* _Set exercise_
Pick up the interview with Uma Ganesh after its final answer and write the next part in the same question-and-answer format.

* _Document excerpt_
---

The Rediff Interview/Uma Ganesh, CEO, Kalzoom Technologies

5 things entrepreneurs must do to succeed

Rediff Business Desk | December 04, 2006


Uma Ganesh, CEO, Kalzoom Technologies.

Uma Ganesh is the CEO and principal consultant, Kalzoom Technologies. Kalzoom Technologies is focussed on providing boutique solutions in business transformation with a large focus on knowledge management and e-learning.

She did her Ph.D from Indian Institute of Technology, Bombay, in 2004.

She was earlier CEO of Zee Interactive Learning Systems and vice president at Aptech. She has also worked with Fibre Glass Pilkington, Oasis, and Crompton Greaves. She was awarded IT Woman of the Year Award for 2001 and has been actively involved with professional bodies such as Nasscom, CII, NACT and CSI.

In interview with rediff.com, Uma Ganesh spoke about the Pan-IIT Global Conference to be held in Mumbai from December 23 to December 25, about how IIT-ians have helped transform India, and what young IIT-ians and entrepreneurs must do to succeed. Excerpts:

'Inspire, Involve and Transform India.' Can you dwell upon the significance of the theme for this year's Pan-IIT global conference?

India has made tremendous progress in all sectors during this decade and the IIT community has made stellar contributions to this success. The success of many IIT alumni serves is a lodestone of inspiration for the youth of the country and it is important for all of us to think of maximum levels of inclusion as our successes become a wave that builds momentum for our countrymen.

It is only this ability to inspire and involve that will lead to true rapid and sustainable transformation in our country. As our country approaches a tryst with a global destiny, this theme assumes enormous significance for the conference and its deliberations.

How do IIT-ians plan to give back to their country and to transform it?

IIT-ians have already done great work in giving back to their country, whether they have built their careers abroad like Rajat Gupta of McKinsey and the late Arun Kumar of Hughes and Flextronics, or in India like Ashank Desai of Mastek and Ganesh Natarajan of Aptech and Zensar.

The recognition of the country and its capabilities in areas ranging from management consulting to computer training to software and telecom products and services has been the result of the endeavours of these and many thousands of other IIT-ians who have taken their companies and their country to success on the world stage.

IIT-ians are the pride of India. What do you think is the biggest contribution of IIT-ians to India?

The power of our intellect, the inspiration many others derive from our success and the transformation we are bringing in the capabilities and mindsets of others who work for and with us. I believe that the generosity of IIT-ians who have come back and given their ideas, time and money freely to others in the country is our biggest contribution.

What is it about IITs that sets its graduates apart from others?

The quality of its intake, the process of providing outstanding education and the supremacy of its output sets it apart from the best of the rest in India and abroad.

---

* _Source material_

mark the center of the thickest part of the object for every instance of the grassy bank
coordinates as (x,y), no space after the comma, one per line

---

* _Expected output_
When you made it to IIT; what was that experience like?

I did my PhD in IIT Bombay and that experience was truly rewarding. As CEO of Zee Interactive Learning Systems, one of India's pioneers in multimedia education, I thought I knew a lot, but the process of interacting with peers and many with superior intellect and experience taught me the virtues of humility and gave me a thirst for knowledge which persists to this day.

Did you have any role model who inspired you in your career?

Mr F C Kohli, the 'Bhishma Pitamah' of the Indian IT industry who can justifiably claim to have set the wheels in motion for building this truly world class industry in the last twenty five years and more.

How did the IIT help build your career and personality. How does the IIT-ian network help?

I have not really leveraged the entire IIT alumni network but the frequent interactions with peers in the industry who are IIT graduates like Ashank Desai, Anand Patwardhan, Saurabh Shrivastava and Arun Kumar and, of course, the fact that I am married to another PhD from IIT has helped in many ways to widen my knowledge boundaries and deepen my insights into the world of business and technology.

Tell us about your entrepreneurial journey and how the IIT education has helped shape it? What is Kalzoom Technologies?

Kalzoom Technologies was founded to test my PhD hypothesis that successful entrepreneurial ventures need a 'knowledge force' to sustain them through the trials and tribulations that every new venture goes through.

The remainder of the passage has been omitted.